The path climbed back up onto the cliffs and the weather decided to change completely with the rain starting though only gently, but the wind started to rise into an absolute crescendo which was not expected, fortunately from the north so it was blowing me away from the cliffs and onto the land. And blow me it did, battering me from the side and I had to put a lot of energy into just trying to keep going straight. It was not long till I dropped down to Porthgain, which was a nice little village, and the only place with a restaurant/shop that I would actually be passing today, though as I was stocked up and meeting Claude & Emily for a picnic I did not stop.

The path climbed back up onto the cliffs and in parts a very narrow path, and the wind was doing its best to blow me over but I managed to keep my footing. The path passed close to Trefin before after passing another headland it dropped down some steep stairs and onto a little quay at the picturesque Abercastle where Claude, Emily and a fast-asleep Arthur were waiting in the little car park on the quay. Unfortunately with the wind it was not picnic weather but we did the British thing of sitting on the rear of the car under the open boot and out of the wind as we ate all the lovely food that Claude and Emily had made/bought. It was an absolute feast. As we were sitting there the first full pack walker I had seen in a long time, in fact the first I had seen in Wales walked passed and he looked thoroughly battered by the elements and not at all happy. So we chatted to him and offered him some cake, he turned out to be German, not happy by the weather but fortunately not far for him to go today as he was heading to Trefin. He also mentioned a lovely hostel he had come from today, and it triggered me to think this may be a better place to stay than the tent tonight given my down mood yesterday, the wind today and my Brother/Emily wanting me to stay there.

After a lovely lunch I said my proper goodbye to my brother and Emily and fortunately Arthur had woken up so was able to say goodbye to him (he will be so much bigger next time I see him!). And I was off again not 100% sure about my finish location now whether tent or hostel. I was strangely emotional (not down) and weirdly just started crying for the next 15 minutes or so of the walk. But the walk soon got me going again, and after a short distance the path dropped down to Aber Mawr which was a fascinating pebble beach, where the sea had made a natural embankment out of the pebbles making for a stunning little beach. There appeared to be a mad woman with her tent pitched on the beach, how it can be comfy pitching on a pebble beach I do not know.

Extracted entries —
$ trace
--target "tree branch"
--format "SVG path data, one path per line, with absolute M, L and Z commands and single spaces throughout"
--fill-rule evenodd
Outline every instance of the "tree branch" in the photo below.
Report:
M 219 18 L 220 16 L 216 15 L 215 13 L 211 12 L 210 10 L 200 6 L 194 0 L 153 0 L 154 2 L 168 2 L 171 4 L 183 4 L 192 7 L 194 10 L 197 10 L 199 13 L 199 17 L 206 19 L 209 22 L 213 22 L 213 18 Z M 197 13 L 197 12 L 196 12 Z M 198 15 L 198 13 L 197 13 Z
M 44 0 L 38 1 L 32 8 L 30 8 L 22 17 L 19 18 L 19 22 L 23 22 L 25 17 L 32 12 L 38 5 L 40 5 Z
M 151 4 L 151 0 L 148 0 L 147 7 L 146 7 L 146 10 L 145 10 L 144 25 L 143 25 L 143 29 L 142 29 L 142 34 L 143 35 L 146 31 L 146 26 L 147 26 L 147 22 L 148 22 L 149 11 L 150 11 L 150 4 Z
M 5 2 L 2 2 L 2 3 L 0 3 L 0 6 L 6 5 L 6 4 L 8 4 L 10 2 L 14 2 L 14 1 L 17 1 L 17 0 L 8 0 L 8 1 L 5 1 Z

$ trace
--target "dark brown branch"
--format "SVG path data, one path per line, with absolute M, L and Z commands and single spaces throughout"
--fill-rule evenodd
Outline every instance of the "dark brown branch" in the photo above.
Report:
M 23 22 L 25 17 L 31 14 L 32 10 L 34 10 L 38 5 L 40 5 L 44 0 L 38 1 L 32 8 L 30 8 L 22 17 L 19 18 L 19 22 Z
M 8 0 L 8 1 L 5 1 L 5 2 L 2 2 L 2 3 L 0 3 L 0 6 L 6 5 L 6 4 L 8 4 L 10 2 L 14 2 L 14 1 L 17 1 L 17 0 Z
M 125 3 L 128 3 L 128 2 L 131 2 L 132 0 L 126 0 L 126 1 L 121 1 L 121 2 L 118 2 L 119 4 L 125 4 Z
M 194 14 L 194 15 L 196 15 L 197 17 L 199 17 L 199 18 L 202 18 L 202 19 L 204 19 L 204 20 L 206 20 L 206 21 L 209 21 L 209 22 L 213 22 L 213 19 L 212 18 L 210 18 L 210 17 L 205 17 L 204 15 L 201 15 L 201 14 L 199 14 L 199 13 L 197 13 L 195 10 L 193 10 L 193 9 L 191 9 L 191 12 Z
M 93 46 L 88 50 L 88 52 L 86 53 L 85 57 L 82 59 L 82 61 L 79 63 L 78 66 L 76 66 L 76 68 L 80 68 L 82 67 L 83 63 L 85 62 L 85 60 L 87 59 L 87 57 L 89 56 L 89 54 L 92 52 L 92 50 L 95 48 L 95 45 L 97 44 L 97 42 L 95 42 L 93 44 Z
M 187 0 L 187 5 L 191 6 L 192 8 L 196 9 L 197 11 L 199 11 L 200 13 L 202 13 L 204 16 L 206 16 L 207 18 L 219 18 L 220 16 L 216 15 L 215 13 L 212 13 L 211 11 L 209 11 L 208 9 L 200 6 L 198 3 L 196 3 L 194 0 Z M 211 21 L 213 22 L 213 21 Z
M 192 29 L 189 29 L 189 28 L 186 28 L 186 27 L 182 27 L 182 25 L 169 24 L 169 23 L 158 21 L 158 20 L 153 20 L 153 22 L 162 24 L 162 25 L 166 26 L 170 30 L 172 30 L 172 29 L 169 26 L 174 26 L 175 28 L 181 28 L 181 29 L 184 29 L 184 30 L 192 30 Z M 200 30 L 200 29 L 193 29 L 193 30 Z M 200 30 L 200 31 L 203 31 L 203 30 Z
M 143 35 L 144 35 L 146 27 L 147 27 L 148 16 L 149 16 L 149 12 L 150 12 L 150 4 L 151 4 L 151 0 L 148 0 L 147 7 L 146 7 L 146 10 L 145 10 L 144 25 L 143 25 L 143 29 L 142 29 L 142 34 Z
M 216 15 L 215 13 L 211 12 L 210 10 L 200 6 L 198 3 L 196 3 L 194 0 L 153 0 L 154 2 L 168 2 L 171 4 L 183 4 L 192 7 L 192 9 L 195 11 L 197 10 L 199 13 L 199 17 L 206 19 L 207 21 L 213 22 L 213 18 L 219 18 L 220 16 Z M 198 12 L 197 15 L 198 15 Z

Work to complete —
a) Do the following statements agree with the account of the coastal walk? For each, answer yes or no and quote the words of the account that decide it.
(i) The wind that rose on the cliffs was blowing the walker away from the cliffs and onto the land.
(ii) The walker stopped at the restaurant/shop in Porthgain.
(iii) The German walker met at Abercastle was heading to Trefin.
b) Continue the account of the coastal walk from the point where it stops.

Per-task outputs —
a)
(i) Yes: "fortunately from the north so it was blowing me away from the cliffs and onto the land."
(ii) No: "as I was stocked up and meeting Claude & Emily for a picnic I did not stop."
(iii) Yes: "fortunately not far for him to go today as he was heading to Trefin."

b)
There was a little improvised bridge of the beach and I started rising up back onto the cliffs. This next section took me completely by surprise due to it’s beauty and I was in complete awe of the landscape. The path winded its way through the lower slopes before becoming a scrabble up to the top of some of the rock crags. The wind had also reduced significantly, and at the top of one of the tallest crags I just stood and took in the surroundings for several minutes. This short section is definitely one of the most impressive I have seen on the entire walk.

Whilst walking this bit I had decided I would ask at hostel if they had space, and it was only a short walk to it. There were lots of cars outside, so I was not hopeful, but fortunately they did have space in a dormitory. But fortunately for me they didn’t have any more keys for the dorm, so kindly upgraded me free of charge to an en-suite room of my own which was a lovely end to the day. I must say this is the most scenic and best hostel I have ever been in, in fact I would challenge anyone to find a better located coastal hostel, hotel, B&B or any form of accommodation. Its views and remoteness make it just so stunning.

So, a day I was apprehensive about due to my low yesterday but turned out to be one of my favourites of the walk so far with stunning scenery, lovely lunch with bro & co and a room with a spectacular view.